#### PASSAGE TO READ
________________________

Cockpit Smoke

An event involving a partial engine failure and thick smoke in the cockpit has a favorable outcome, thanks to excellent crew coordination and training.


This was an otherwise-routine, night VFR mission, and a proficiency flight for the SIC, who was serving as pilot at the controls (PAC). At 2345 local time and after approximately three hours on station at 24,000 feet msl about 20 miles east of the airfield, the PIC, in the right seat and the pilot not flying (PNF), saw a two-to-three-foot-high vertical wall of thick gray smoke enter the cockpit between his right shoulder and the right cockpit window. The entire cockpit was engulfed in this smoke after approximately five to eight seconds. Neither pilot could see any visible reference outside or inside the cockpit. None of the flight instruments or navigation devices were visible.

The crewman in the rear of the cabin was standing at the time, adjusting some equipment, and noticed the smoke exiting the cockpit and beginning to fill the cabin. Upon seeing the smoke, he returned to his seat and donned his oxygen breathing system.


The first actions of the pilots were to don oxygen masks and locate their smoke goggles. After a few seconds, the PIC/PNF noticed the smoke was not burning his eyes and announced this to the crew. The PIC elected to not use the smoke goggles. After approximately 10-15 seconds, with the smoke continuing to obstruct all visibility, the PIC/PNF felt for and found the left and right bleed air valves and moved them to the “Environmental Off” position. After 15 more seconds, the smoke cleared enough that the cockpit instrument lights and lower console were partially visible.

The PIC/PNF directed the SIC to enter a course in the flight management system (FMS) direct to their home airfield’s initial approach fix (IAF). As the SIC accomplished this task, the aircraft began a shallow right turn toward the fix approximately 10 miles away. Concurrently, the PIC contacted approach control and declared an emergency, stating there was smoke and fumes in the cockpit along with the number of souls and fuel aboard the aircraft. He informed the controller the aircraft was descending from FL240 to 12,500 feet, and would proceed directly to the IAF for the ILS approach.

________________________

Saved entries
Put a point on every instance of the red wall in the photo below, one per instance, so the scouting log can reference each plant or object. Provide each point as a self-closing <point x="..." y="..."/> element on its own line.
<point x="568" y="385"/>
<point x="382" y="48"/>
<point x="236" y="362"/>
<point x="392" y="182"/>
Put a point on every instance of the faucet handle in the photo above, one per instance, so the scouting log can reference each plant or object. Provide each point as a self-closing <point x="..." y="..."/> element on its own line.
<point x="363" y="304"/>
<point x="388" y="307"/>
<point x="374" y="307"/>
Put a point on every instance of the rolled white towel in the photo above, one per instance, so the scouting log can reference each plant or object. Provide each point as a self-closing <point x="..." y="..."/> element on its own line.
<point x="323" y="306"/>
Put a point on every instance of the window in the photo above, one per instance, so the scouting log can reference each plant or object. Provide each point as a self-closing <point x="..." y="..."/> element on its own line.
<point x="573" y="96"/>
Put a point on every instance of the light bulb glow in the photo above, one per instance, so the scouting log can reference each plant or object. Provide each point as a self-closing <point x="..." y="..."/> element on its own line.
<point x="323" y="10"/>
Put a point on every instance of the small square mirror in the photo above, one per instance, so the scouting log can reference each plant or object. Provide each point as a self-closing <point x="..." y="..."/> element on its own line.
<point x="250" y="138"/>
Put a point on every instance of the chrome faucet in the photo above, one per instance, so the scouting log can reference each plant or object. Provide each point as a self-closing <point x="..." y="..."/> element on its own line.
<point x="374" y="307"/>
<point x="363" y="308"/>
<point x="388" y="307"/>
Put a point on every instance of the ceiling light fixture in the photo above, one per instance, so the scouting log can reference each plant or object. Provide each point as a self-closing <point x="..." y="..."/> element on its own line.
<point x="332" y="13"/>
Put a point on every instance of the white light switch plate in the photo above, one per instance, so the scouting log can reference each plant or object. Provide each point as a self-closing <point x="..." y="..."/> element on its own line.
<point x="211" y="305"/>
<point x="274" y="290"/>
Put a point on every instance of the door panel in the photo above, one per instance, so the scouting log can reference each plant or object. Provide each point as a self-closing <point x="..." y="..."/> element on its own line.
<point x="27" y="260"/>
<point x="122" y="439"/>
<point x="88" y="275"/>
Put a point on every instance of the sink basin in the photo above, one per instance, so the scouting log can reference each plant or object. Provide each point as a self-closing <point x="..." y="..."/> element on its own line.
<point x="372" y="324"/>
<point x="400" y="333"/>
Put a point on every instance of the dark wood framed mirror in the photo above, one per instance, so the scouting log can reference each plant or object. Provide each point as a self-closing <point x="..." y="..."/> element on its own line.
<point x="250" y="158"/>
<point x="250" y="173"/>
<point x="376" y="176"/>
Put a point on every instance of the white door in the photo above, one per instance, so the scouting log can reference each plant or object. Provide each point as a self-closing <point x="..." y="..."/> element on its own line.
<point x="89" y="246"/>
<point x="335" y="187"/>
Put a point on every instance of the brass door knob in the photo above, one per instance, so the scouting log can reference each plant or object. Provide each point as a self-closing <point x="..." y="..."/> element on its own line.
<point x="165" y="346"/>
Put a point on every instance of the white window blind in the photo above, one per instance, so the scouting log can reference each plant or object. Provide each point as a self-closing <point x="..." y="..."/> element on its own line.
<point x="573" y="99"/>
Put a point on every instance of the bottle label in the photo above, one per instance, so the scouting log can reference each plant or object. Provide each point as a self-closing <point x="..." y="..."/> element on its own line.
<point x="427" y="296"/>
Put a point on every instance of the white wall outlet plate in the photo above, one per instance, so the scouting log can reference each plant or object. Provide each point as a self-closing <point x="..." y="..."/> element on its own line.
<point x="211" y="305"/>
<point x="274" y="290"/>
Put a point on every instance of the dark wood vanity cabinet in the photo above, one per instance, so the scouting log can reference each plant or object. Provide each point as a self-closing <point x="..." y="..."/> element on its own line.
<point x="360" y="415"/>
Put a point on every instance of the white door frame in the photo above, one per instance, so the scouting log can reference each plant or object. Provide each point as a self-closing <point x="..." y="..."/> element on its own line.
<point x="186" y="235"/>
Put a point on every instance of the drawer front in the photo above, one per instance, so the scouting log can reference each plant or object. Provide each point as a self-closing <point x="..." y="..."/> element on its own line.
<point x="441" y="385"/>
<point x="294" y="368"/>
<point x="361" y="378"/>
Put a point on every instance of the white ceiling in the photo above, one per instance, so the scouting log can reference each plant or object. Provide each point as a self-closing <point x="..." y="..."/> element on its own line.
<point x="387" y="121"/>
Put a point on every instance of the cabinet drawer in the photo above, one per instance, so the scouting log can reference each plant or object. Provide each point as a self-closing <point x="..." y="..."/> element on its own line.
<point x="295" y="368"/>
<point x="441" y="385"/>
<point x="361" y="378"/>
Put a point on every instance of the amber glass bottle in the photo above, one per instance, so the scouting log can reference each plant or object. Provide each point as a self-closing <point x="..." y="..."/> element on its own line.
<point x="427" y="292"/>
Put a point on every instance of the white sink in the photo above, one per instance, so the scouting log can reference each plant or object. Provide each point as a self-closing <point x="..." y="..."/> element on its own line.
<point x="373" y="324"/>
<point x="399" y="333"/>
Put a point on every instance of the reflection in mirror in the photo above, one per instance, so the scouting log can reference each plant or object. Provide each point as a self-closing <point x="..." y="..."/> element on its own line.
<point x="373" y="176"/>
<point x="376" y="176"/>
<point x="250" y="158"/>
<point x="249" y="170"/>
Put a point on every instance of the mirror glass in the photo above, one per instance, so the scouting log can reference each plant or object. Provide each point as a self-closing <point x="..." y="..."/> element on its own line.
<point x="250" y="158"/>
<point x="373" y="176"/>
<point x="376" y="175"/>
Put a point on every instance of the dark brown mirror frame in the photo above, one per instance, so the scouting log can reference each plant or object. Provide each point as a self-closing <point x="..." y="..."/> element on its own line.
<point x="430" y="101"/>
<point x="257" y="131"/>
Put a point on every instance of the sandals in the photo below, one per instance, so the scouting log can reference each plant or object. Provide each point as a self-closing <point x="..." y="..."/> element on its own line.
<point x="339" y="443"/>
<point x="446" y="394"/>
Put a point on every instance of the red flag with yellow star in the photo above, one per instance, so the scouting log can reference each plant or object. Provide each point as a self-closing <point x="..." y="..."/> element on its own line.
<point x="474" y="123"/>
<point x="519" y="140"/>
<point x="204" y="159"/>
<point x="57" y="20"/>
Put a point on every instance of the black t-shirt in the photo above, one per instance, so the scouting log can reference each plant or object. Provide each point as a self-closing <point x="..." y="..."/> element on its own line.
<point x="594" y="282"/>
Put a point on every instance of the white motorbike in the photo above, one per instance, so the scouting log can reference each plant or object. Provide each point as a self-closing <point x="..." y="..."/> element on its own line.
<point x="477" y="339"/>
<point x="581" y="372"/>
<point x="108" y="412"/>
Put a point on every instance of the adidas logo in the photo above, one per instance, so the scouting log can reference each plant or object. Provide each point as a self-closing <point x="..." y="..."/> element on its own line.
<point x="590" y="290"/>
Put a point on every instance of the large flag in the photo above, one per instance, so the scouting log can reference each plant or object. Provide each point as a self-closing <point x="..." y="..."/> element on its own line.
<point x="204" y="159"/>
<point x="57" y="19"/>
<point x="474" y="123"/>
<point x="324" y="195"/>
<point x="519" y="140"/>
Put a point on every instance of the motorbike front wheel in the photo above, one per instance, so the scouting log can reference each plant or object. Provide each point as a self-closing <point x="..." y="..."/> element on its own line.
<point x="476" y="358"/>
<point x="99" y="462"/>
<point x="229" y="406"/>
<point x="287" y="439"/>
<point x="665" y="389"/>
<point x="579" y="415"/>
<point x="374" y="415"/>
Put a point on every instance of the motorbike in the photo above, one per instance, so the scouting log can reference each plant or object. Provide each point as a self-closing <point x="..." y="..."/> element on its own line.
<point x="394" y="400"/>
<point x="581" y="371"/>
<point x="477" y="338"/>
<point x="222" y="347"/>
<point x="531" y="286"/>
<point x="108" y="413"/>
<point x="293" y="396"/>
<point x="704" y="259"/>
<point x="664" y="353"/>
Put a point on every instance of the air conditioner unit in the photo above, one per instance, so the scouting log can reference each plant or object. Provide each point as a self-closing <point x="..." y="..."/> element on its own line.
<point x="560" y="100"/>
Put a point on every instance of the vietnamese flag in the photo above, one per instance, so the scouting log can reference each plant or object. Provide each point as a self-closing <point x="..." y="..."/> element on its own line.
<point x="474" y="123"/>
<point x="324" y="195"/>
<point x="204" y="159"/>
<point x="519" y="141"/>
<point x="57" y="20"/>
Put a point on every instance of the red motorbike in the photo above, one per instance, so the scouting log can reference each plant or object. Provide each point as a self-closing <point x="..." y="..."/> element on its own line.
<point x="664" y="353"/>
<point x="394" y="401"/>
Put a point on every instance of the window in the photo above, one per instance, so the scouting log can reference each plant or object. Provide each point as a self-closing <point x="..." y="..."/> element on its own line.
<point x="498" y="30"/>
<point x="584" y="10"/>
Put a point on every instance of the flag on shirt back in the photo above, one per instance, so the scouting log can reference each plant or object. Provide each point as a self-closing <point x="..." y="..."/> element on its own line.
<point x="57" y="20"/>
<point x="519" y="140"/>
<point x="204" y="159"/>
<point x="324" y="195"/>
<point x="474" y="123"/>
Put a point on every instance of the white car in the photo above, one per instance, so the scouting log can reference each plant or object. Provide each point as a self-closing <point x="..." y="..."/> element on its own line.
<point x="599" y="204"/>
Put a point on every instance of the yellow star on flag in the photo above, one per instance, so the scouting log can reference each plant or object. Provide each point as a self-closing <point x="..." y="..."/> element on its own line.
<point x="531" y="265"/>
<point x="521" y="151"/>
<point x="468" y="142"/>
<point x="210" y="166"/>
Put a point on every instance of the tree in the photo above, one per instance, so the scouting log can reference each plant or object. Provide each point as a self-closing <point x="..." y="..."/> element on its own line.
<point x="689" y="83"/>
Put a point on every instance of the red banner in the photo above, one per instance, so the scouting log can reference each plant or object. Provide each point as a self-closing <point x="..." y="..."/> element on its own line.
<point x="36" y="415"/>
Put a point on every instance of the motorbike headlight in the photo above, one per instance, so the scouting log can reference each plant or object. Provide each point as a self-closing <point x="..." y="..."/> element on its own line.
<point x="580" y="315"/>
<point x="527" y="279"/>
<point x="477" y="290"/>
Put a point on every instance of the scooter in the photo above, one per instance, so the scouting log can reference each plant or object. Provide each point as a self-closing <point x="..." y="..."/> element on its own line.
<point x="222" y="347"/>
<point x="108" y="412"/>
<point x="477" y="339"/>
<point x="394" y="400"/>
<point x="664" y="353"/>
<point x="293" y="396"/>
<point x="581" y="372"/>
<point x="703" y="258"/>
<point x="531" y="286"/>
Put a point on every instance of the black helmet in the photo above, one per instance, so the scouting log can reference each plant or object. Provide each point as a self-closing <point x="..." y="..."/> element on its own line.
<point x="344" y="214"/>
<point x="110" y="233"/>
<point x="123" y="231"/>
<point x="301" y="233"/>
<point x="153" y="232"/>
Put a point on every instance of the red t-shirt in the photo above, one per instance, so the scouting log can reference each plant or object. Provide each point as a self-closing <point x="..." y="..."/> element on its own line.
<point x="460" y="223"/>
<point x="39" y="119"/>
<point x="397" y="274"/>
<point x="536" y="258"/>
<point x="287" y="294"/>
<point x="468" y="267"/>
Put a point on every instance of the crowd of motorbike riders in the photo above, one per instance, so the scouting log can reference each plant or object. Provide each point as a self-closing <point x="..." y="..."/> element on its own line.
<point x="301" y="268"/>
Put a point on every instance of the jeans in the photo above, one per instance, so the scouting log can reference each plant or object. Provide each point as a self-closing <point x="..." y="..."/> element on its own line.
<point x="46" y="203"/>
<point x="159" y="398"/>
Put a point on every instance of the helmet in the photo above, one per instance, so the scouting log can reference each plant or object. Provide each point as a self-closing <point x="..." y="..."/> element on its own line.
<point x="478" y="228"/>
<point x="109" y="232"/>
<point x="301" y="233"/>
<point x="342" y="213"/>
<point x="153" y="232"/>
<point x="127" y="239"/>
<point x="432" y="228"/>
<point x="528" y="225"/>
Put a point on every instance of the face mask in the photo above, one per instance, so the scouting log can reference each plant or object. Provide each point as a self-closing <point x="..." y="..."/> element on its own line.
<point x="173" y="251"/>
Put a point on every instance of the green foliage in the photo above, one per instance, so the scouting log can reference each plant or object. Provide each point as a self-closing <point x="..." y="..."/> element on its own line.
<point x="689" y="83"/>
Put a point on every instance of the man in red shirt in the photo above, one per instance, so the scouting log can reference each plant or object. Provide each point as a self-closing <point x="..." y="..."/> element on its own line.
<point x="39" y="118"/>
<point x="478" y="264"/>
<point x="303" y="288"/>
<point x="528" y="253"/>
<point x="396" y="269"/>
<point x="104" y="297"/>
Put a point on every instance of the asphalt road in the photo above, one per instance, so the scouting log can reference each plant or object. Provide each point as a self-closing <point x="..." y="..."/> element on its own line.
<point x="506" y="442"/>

________________________

#### PROBLEM A
In one to three sentences, explain what the cockpit smoke report above credits for the event's favorable outcome.
#### PROBLEM B
According to the cockpit smoke report, at what altitude had the aircraft been on station before the smoke appeared?
#### PROBLEM C
Reproduce the part of the cockpit smoke report starting with "An event involving" and going on through "coordination and training.".

#### FINAL RESULT A
The report credits the favorable outcome to excellent crew coordination and training.

#### FINAL RESULT B
It had been on station at 24,000 feet msl.

#### FINAL RESULT C
An event involving a partial engine failure and thick smoke in the cockpit has a favorable outcome, thanks to excellent crew coordination and training.